_What needs to be done_.
Reproduce verbatim the stretch from "Automated summary" through "lower regeneration temperature." in the text below on MIL-101(Cr)-coated heat exchangers.

_Document text_.
* * * * * * *

Enhanced moisture sorption through regulated MIL-101(Cr) synthesis and its integration onto heat exchangers

From residences to industries, cooling processes are energy-intensive yet indispensable. Decoupling the sensible and latent heat loads and delegating the latter to desiccant-coated heat exchangers (DCHEs) permits more energy-efficient cooling. However, the commonplace desiccant - silica gel - has limited water sorption capacity. As a crystalline and water-stable metal-organic framework, MIL-101(Cr) (where MIL stands for Materials Institute Lavoisier) is a promising next-generation desiccant. The current challenges lie in scaling up MIL-101(Cr) production and incorporating it into DCHEs. This work demonstrates how tetraethylammonium hydroxide (TEAOH) is not only less toxic for scaled-up additive-based MIL-101(Cr) synthesis but also produces smaller MIL-101(Cr) particles (40-159 nm) with water uptake capacity up to 1.41 g g-1. Subsequently, TEAOH-MIL-101(Cr) was integrated into heat exchangers using polyvinyl alcohol (PVA) to concurrently bind the cuboctahedral particles and enhance heat and mass transfer. In all three adsorption-desorption cycles, the MIL-101(Cr)/PVA-coated heat exchanger had a gravimetric water uptake twice that of the control silica gel-coated heat exchanger. Moreover, the MIL-101(Cr)/PVA-coated heat exchanger can be regenerated at a desorption temperature of less than 50 degrees C while adsorbing up to 0.91 g g-1 of moisture. Therefore, the MIL-101(Cr)/PVA-coated heat exchanger is feasible for applications in dehumidification and other systems. Through regulated and less toxic MIL-101(Cr) synthesis and superabsorbent polymeric binders, this work reports MIL-101(Cr)-coated heat exchangers with twice the water uptake of the silica gel-coated control towards energy-efficient cooling.

Automated summary

Cooling processes, from residences to industries, require a lot of energy and are essential. This study introduces MIL-101(Cr), a new desiccant, to heat exchangers for more efficient cooling. By improving the synthesis method and using a special binder, the MIL-101(Cr)-coated heat exchanger shows improved water uptake capacity and lower regeneration temperature.

* * * * * * *

_Source data_.
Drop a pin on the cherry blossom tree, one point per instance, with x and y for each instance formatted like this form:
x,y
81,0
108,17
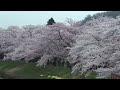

* * * * * * *

_Exercise solution_.
Automated summary

Cooling processes, from residences to industries, require a lot of energy and are essential. This study introduces MIL-101(Cr), a new desiccant, to heat exchangers for more efficient cooling. By improving the synthesis method and using a special binder, the MIL-101(Cr)-coated heat exchanger shows improved water uptake capacity and lower regeneration temperature.